[GOAL]
Return the lines of the items below word for word, starting at the line that contains "Task: one point marks each instance of the silver" and ending at the line that contains "x=408, y=269", with both of those lines included. Leave the pictures out.
#####
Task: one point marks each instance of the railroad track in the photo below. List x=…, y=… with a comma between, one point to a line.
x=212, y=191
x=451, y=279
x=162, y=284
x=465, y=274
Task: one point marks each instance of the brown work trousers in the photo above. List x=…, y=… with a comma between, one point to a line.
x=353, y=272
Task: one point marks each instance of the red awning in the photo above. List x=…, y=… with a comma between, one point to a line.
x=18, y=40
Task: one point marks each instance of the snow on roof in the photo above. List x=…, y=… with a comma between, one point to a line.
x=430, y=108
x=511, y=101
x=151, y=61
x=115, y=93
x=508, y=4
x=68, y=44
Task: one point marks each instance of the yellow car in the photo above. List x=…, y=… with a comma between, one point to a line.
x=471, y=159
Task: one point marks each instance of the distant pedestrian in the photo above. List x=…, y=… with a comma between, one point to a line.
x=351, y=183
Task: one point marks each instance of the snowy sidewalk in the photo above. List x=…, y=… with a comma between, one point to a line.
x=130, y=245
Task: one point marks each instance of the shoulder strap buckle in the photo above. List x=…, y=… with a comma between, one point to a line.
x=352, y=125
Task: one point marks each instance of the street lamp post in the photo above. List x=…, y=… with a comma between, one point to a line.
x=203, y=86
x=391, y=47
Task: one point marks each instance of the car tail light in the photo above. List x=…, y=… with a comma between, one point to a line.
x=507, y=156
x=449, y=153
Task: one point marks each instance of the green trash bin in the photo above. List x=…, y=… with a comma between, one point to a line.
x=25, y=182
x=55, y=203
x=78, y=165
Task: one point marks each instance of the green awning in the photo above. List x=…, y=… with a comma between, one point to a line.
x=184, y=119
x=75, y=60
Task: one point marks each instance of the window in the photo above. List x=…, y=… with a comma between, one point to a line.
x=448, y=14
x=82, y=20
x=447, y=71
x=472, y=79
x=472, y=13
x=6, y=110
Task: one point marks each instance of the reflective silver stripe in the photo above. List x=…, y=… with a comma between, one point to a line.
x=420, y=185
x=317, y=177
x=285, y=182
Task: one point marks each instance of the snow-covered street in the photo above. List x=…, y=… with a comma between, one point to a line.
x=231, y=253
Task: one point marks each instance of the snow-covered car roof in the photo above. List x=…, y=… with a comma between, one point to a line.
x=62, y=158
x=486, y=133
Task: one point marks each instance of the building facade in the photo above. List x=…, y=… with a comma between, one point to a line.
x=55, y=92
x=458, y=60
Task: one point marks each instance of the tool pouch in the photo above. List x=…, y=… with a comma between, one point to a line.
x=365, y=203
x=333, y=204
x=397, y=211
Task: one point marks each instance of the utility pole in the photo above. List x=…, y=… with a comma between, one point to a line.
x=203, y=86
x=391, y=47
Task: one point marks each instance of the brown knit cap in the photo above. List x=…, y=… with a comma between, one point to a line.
#####
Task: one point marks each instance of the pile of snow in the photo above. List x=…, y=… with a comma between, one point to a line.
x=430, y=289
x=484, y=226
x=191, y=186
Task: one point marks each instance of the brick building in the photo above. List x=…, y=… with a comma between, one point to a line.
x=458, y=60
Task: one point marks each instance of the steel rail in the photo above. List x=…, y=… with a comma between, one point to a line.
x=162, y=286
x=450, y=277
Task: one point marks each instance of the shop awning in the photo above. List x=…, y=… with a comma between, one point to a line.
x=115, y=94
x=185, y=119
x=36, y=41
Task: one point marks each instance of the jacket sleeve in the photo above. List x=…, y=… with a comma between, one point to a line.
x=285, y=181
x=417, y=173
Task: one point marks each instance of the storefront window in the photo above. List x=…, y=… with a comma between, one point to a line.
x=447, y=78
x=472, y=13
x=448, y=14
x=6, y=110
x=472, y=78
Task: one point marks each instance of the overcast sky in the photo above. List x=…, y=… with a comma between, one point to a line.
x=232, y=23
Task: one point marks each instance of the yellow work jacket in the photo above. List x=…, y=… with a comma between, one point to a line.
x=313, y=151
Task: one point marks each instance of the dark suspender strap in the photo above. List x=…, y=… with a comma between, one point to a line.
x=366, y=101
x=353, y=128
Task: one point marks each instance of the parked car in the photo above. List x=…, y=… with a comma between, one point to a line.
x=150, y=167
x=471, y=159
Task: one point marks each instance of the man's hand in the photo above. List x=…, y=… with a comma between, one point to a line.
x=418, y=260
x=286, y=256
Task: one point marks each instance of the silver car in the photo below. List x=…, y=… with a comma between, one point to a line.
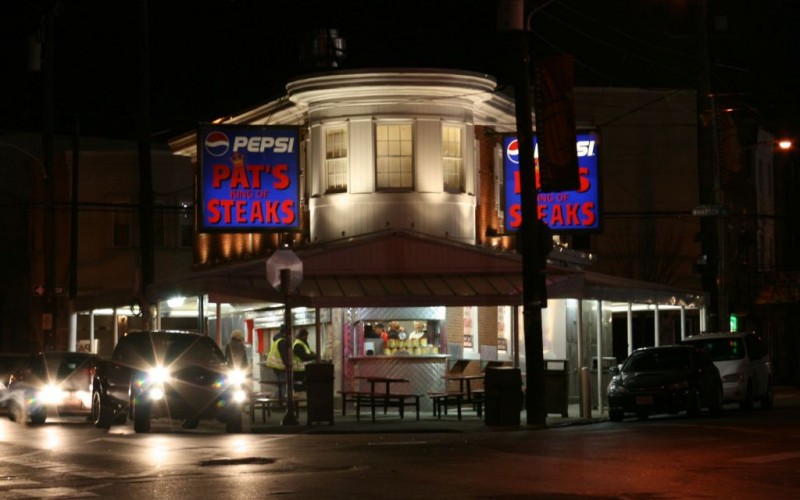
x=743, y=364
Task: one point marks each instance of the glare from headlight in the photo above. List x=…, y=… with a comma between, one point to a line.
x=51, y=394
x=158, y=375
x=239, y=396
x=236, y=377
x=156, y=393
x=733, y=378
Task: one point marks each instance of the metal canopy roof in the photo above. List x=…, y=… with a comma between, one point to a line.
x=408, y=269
#####
[RESPONSE TO THE EXERCISE]
Task: one point marks each instance of the silver car in the photo below. List x=…, y=… with a comma between, one point to a line.
x=743, y=364
Task: one point marks each instance of the glare from headlight in the photo above. List x=…, y=… with a comma between, one point to a line.
x=51, y=394
x=158, y=375
x=239, y=396
x=236, y=377
x=156, y=393
x=733, y=378
Task: one point marks each instance of the metal canopy roof in the photo above. List x=…, y=… with a comma between, one point to a line.
x=408, y=269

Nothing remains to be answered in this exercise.